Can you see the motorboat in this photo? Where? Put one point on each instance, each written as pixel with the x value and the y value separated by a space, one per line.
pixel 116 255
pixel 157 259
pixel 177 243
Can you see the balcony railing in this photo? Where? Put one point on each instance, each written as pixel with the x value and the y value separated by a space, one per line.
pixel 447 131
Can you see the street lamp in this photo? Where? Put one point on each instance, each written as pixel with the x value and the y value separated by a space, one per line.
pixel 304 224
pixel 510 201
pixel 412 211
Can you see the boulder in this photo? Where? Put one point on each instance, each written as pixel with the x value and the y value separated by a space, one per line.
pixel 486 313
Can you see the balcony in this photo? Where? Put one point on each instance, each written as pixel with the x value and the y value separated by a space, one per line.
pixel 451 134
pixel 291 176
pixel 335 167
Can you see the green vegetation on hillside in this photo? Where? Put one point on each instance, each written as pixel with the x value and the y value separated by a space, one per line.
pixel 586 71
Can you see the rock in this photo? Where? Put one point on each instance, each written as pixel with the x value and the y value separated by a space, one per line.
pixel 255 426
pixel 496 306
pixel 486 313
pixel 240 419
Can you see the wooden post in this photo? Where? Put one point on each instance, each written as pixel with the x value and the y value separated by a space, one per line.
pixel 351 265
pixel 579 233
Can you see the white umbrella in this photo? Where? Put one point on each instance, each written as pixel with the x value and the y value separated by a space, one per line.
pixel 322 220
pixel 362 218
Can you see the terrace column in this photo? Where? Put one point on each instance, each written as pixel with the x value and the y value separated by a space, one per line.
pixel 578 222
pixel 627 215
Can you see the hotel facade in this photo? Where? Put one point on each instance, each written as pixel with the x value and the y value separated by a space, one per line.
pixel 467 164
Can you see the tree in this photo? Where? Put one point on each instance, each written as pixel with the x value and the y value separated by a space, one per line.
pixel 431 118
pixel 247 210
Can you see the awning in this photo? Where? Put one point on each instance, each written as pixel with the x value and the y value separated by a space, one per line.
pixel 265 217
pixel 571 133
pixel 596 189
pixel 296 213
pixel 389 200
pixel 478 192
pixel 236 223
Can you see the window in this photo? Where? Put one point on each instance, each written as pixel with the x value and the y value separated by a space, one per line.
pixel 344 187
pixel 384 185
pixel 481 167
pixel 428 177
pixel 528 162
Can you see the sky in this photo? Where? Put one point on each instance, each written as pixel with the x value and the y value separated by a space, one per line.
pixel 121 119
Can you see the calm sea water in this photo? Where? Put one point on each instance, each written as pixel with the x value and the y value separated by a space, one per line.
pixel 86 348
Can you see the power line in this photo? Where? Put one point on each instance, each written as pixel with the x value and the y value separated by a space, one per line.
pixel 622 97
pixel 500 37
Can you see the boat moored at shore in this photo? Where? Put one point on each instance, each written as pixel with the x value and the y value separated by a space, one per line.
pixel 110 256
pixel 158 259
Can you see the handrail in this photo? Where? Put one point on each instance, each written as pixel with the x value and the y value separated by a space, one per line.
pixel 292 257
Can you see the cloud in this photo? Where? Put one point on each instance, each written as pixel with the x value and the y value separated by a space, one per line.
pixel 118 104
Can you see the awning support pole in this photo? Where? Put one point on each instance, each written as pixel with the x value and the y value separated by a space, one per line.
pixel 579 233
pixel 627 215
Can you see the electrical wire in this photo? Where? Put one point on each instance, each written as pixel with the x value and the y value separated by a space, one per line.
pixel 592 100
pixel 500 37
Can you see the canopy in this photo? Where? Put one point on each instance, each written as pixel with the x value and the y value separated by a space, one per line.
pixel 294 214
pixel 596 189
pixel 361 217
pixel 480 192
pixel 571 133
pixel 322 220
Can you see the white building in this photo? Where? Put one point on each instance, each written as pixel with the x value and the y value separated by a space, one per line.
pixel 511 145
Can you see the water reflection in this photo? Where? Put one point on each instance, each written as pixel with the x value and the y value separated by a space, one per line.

++++++++++++++++++++

## EXERCISE
Can you write out the items again from the line with "Can you see the green" to the line with "pixel 586 71", requests included, shifting both the x and the y coordinate of each point in the answers by -114?

## RESPONSE
Can you see the green vegetation on hillside in this photo? Where? Put one point on each instance, each written as pixel with the x value and the y value separated by a space, one per line.
pixel 472 -43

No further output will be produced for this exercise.